[Object location annotation data]
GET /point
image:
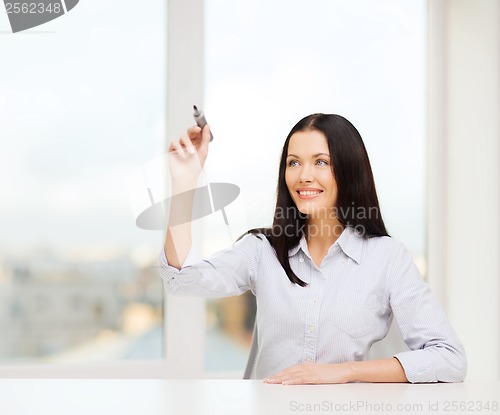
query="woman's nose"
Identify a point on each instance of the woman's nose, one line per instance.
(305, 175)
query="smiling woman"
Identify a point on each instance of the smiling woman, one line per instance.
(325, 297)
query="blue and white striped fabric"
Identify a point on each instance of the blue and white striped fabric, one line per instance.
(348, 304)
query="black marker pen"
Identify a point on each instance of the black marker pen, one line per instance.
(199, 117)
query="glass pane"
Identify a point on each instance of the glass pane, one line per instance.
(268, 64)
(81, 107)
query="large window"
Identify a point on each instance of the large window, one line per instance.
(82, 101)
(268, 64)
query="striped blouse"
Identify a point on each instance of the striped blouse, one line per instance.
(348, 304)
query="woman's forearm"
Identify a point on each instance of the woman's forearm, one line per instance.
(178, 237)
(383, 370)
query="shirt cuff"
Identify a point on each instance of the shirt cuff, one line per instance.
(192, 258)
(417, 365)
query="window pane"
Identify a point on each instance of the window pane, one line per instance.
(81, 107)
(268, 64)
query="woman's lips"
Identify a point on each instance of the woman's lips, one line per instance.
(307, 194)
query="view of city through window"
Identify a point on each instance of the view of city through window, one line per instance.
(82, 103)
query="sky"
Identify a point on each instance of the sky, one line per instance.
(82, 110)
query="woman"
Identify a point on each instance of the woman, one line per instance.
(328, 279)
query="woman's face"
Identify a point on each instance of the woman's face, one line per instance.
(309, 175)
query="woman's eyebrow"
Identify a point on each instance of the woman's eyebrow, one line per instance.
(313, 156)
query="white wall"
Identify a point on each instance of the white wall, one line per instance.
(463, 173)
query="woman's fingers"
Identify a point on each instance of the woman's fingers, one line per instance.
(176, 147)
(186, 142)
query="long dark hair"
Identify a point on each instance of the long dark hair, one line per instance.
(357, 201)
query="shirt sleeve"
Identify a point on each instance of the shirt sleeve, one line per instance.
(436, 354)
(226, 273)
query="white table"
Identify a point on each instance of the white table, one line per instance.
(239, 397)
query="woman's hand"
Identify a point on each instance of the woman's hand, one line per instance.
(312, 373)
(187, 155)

▸ **The exercise**:
Quote every record above exactly, leaving out any pictures.

▸ **Reply**:
GET /point
image:
query="woman's nose"
Identify a point on each instance of the woman's nose, one line per instance.
(305, 175)
query="smiling woman"
Identify a point on each instance of the smiling woman, one line per instance.
(325, 297)
query="blue and white striped fabric"
Identify a point on each instance of the blue and white striped fabric, one line per instance.
(348, 304)
query="black marker pen"
Identify a point on each instance of the black marker pen, one line per instance.
(199, 117)
query="glass pane"
Identify a point on each instance of the glass pane, one line per instance.
(268, 64)
(81, 107)
query="large window"
Identify a point on each instance of the large window, one line per instance.
(82, 101)
(268, 64)
query="striped blouse"
Identify a point on each instance of the striped blouse, one line per instance.
(348, 304)
query="woman's forearm"
Identify a point on each instance of the woman's forearm, one line per instance.
(178, 237)
(383, 370)
query="shirt cuff"
Identify a point on each instance of the shirt cuff, one line per instance.
(192, 258)
(417, 365)
query="window pane"
Identify a point on each instance of the window pane, one line per instance.
(81, 107)
(268, 64)
query="woman's lips"
Identify a point on each instance of the woman's lips, one line per instance.
(307, 194)
query="view of city through window"
Identify a point on each instance of the view of city through window, one line per instance.
(82, 103)
query="sky"
Identify a point on each instance of the sky, one line per instance.
(82, 110)
query="woman"
Identify a point on each instance of the woman, one line per instance.
(328, 279)
query="woman's face"
Identify a point on each instance of the woman's face, one line per instance.
(309, 175)
query="woman's eyebrow"
Identify a point on each instance of the woman's eyebrow, one line per instance.
(313, 156)
query="white wall"
Identify a point on each instance of the white wall, one line per instance.
(463, 173)
query="woman's fingers"
Identify a point on each instance of the woman's fingers, one line per instance.
(176, 147)
(186, 142)
query="long dark hair"
Identify a point on each instance of the long dark hair, one line per instance.
(357, 201)
query="shirt sleeve"
Identify a point on each instance of the shirt sleeve, one line per instance.
(436, 354)
(226, 273)
query="white table"
Identify a point on each instance of the white table, one line per instance.
(239, 397)
query="woman's hand"
Identify a point on each instance of the woman's hand, one line per instance.
(312, 373)
(187, 155)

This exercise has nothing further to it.